To be done -> Could you copy each of the rows below word for word, leaving nothing out?

Given records ->
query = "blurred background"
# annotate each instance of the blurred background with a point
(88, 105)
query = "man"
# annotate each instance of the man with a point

Answer to this exercise ->
query = "blurred background"
# annotate each instance of the blurred background with a point
(88, 105)
query = "man"
# annotate each instance of the man with a point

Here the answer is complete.